WHAT IS EXPECTED: The records below must be transcribed exactly. Do not include the pictures.

········

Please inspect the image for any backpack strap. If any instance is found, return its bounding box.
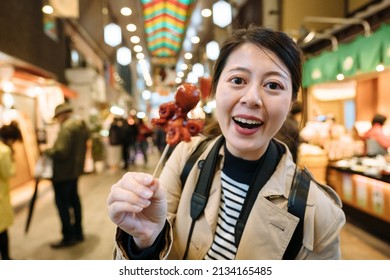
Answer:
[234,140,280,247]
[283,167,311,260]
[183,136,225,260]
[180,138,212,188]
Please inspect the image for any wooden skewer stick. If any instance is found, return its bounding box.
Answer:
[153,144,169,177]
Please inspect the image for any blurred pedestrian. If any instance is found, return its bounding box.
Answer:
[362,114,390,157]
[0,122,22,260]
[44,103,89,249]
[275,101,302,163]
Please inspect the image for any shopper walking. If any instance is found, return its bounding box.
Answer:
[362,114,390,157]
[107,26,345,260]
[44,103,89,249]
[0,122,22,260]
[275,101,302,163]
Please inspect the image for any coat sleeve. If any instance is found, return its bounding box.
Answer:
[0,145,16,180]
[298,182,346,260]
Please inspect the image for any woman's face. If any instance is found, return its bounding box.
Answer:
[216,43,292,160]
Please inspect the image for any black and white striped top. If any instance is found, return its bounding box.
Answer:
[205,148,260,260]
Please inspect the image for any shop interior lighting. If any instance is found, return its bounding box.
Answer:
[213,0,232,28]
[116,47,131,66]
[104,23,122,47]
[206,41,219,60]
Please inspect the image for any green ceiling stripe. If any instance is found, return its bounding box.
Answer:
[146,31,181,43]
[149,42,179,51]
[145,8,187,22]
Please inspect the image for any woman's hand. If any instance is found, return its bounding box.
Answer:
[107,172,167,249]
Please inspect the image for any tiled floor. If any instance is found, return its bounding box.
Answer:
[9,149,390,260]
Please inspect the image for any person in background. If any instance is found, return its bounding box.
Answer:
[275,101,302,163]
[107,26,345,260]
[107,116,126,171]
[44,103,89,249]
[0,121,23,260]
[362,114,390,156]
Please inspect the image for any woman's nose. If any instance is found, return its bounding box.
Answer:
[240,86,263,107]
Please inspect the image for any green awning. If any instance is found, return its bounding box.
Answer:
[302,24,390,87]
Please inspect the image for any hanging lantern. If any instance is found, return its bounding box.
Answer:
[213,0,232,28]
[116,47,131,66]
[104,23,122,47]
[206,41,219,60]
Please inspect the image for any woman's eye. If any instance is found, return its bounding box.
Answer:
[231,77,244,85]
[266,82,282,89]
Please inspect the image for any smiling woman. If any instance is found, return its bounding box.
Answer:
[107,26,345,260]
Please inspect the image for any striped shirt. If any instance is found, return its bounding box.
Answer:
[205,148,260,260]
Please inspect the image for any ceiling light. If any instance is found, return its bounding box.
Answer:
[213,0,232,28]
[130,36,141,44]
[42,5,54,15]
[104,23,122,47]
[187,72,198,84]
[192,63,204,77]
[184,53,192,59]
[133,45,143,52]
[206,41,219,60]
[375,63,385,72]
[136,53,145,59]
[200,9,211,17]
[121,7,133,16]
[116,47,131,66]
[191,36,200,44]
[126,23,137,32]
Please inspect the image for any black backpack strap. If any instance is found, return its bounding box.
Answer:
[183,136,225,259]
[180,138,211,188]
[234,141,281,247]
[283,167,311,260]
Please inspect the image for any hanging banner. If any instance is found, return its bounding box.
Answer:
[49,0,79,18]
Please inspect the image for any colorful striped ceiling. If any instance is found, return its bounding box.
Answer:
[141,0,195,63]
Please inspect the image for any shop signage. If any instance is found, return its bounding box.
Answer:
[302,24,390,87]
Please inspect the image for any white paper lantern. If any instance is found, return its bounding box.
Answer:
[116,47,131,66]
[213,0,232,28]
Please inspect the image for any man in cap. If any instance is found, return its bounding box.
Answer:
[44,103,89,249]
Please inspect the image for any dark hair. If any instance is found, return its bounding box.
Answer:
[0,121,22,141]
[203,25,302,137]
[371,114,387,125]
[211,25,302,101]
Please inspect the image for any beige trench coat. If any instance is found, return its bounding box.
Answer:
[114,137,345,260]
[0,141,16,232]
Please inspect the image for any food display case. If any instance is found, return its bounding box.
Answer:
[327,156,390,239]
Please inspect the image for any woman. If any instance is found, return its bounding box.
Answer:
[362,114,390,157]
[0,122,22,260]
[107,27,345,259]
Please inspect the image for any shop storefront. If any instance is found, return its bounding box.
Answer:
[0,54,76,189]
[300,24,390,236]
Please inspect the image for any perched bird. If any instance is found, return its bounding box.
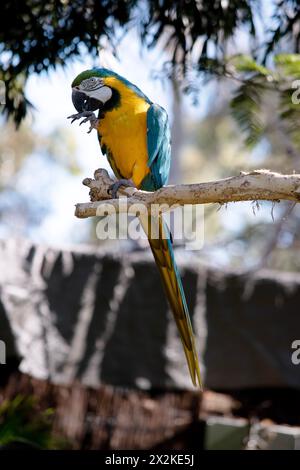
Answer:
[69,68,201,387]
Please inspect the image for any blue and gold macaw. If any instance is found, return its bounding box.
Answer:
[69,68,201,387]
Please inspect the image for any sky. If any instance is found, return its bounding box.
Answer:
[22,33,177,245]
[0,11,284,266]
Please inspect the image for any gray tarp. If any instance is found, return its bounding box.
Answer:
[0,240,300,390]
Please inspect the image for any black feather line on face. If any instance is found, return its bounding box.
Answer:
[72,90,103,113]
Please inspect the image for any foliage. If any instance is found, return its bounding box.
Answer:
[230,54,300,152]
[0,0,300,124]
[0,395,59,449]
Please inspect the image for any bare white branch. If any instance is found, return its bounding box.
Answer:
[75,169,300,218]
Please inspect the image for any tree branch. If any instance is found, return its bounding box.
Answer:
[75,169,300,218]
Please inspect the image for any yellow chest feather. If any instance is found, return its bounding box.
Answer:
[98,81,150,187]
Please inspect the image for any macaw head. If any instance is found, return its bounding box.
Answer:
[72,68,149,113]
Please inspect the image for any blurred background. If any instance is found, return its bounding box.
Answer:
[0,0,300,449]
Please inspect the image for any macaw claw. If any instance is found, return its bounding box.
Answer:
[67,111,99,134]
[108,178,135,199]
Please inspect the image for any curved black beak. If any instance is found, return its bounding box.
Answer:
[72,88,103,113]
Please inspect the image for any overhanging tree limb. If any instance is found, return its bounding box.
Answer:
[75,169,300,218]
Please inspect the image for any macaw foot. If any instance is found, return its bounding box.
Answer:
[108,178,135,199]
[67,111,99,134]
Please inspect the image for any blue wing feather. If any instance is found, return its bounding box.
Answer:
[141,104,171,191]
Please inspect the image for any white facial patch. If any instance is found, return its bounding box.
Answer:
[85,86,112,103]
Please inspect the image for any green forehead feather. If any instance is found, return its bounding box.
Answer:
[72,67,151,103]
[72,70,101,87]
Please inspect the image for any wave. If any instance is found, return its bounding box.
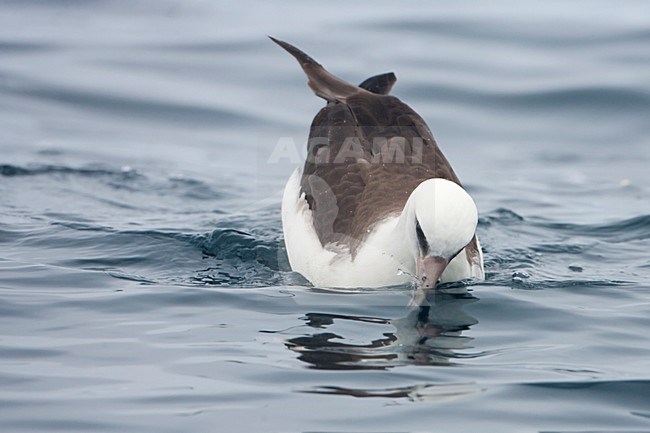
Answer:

········

RESPONSE:
Please inspect the image for any backpack strap. If any instance is found, return its bounding box.
Answer:
[234,140,280,247]
[283,167,311,260]
[183,136,225,260]
[180,138,212,188]
Please inspect the image for any wooden skewer stick. If any instance is found, return its bounding box.
Answer:
[153,144,169,177]
Please inspect the image for any blurred pedestrian. If any instance is found, return its bounding box.
Answer:
[362,114,390,157]
[0,122,22,260]
[44,103,89,249]
[275,101,302,163]
Please inspect the image for any shopper walking. If any instance is found, return its bounding box.
Answer:
[362,114,390,157]
[107,26,345,260]
[44,103,89,249]
[0,122,22,260]
[275,101,302,163]
Please inspect the image for any coat sleeve. If any instance is found, return its bounding box.
Answer:
[0,145,16,180]
[298,182,346,260]
Please inspect the image for any woman's face. If any instance is found, return its bounding box.
Answer:
[216,43,292,160]
Please inspect the image for any black and white striped top. If any instance is found, return its bounding box.
Answer:
[205,148,260,260]
Please inspect the image for any shop interior lighting. If any instance is found, return its bounding box.
Answer:
[213,0,232,28]
[116,47,131,66]
[104,23,122,47]
[206,41,219,60]
Please inspect the image for any green ceiling stripe. If any instance is found, return its bounding box.
Answer:
[146,31,181,43]
[149,42,179,51]
[145,8,187,22]
Please inspect the image for any woman's hand. If any instance is found, return its bounding box.
Answer:
[107,172,167,249]
Please inspect the image for any tiled floor. If any instance is found, return its bounding box.
Answer:
[9,149,390,260]
Please inspect the image for any person in background. If any instance is found, return its bounding box.
Answer:
[275,101,302,163]
[107,26,345,260]
[107,116,126,171]
[44,103,89,249]
[0,121,23,260]
[362,114,390,156]
Please inspect the image for any woman's nose. If any instance is found, return its bounding box.
Answer:
[240,86,263,107]
Please inspect the image for any green awning. If any instance is found, return its bounding box.
Answer:
[302,24,390,87]
Please inspect the image for any hanging lantern. If any instance is found, return its bounding box.
Answer:
[213,0,232,28]
[116,47,131,66]
[104,23,122,47]
[206,41,219,60]
Please inspect the image for any woman's eye. If any instance is found, return its bounding box.
Answer:
[231,77,244,85]
[266,82,282,89]
Please inspect the image for any smiling woman. If any instance is found, return its bounding box.
Answer:
[107,26,345,260]
Please inspect the image for any striped shirt. If any instance is found, return its bounding box.
Answer:
[205,148,260,260]
Please inspect the image for any ceiling light. If any instance is found, return its bounding box.
Answer:
[213,0,232,28]
[130,36,141,44]
[42,5,54,15]
[104,23,122,47]
[187,72,198,84]
[192,63,204,77]
[184,53,192,59]
[133,45,143,52]
[206,41,219,60]
[375,63,385,72]
[136,53,145,59]
[200,9,211,17]
[121,7,133,16]
[116,47,131,66]
[191,36,200,44]
[126,23,137,32]
Please inspect the image for any black backpack strap. If any instance is found, return its bounding box.
Answer:
[183,136,225,259]
[180,138,211,188]
[234,141,281,247]
[283,167,311,260]
Please inspect the image for any hanging banner. If any instance is found, return its bounding box.
Answer:
[49,0,79,18]
Please inspect the image for any colorful striped ceiling. If any instance is found, return its bounding box.
Answer:
[141,0,195,63]
Please inspect the image for any shop signage. If any instance is found, return its bounding box.
Answer:
[302,24,390,87]
Please inspect the image for any white paper lantern. If any instance is found, return its bounding box.
Answer:
[116,47,131,66]
[213,0,232,28]
Please inspect the image for any man in cap. If any instance is found, return its bounding box.
Answer:
[44,103,89,249]
Please inspect the image for any dark hair. If any instance is found, return its bounding box.
Answer:
[0,121,22,141]
[203,25,302,137]
[371,114,387,125]
[211,25,302,101]
Please inspect the image for any beige trench coat. If any instance is found, return its bounding box.
Answer:
[114,137,345,260]
[0,141,16,232]
Please inspect the image for any food display case. If any instance is found, return its bounding box.
Answer:
[327,156,390,239]
Please inspect the image for any woman. If any instance is found, return its bounding box.
Answer:
[362,114,390,157]
[0,122,22,260]
[107,27,345,259]
Please inspect the image for any shop storefront. If any instance is found, return its bounding box.
Answer:
[0,54,76,189]
[300,24,390,236]
Please inspect the image for any perched bird. If any instance is found, return its bounding box.
Answer:
[69,68,201,387]
Please inspect the image for any blue and gold macaw. If any instance is found, return its bounding box.
Answer:
[69,68,201,387]
Please inspect the image for any sky. If any instance is found, return its bounding box.
Answer:
[22,33,177,245]
[0,11,284,266]
Please inspect the image for any gray tarp. If any instance is found, return its bounding box.
Answer:
[0,240,300,390]
Please inspect the image for any black feather line on face. If any instance is found, return its bounding box.
Answer:
[72,90,103,113]
Please inspect the image for any foliage. If any instance is found, return its bounding box.
Answer:
[230,54,300,152]
[0,0,300,124]
[0,395,59,449]
Please inspect the image for any bare white branch. If any instance is found, return its bounding box.
Answer:
[75,169,300,218]
Please inspect the image for any tree branch. If any instance is found, return its bounding box.
Answer:
[75,169,300,218]
Please inspect the image for any yellow chest feather. If any instance is found, return its bounding box.
Answer:
[98,81,150,187]
Please inspect the image for any macaw head. If any instance is found, return its bounding box.
Answer:
[72,68,149,113]
Please inspect the image for any blurred background. If any instance is found, return its bounding box.
Answer:
[0,0,300,449]
Please inspect the image for any macaw claw. If any instance is found, return its bounding box.
Answer:
[67,111,99,134]
[108,178,135,199]
Please inspect the image for any curved black beak. If any instance is found, return its bounding box.
Answer:
[72,88,103,113]
Please inspect the image for any overhanging tree limb. If any instance is found, return its bounding box.
Answer:
[75,169,300,218]
Please inspect the image for any macaw foot. If any instance is found, return its bounding box.
Answer:
[108,178,135,199]
[67,111,99,134]
Please inspect the image for any blue wing feather. If any instance is found, return its bounding box.
Answer:
[141,104,171,191]
Please inspect the image for any white facial patch. If any instance is found, return its bounding box.
Answer:
[85,86,112,103]
Please inspect the image for any green forehead feather. If any instance is found, return its bounding box.
Answer:
[72,67,151,103]
[72,70,101,87]
Please inspect the image for any wave. If any instance is found, return its bounding box.
Answer:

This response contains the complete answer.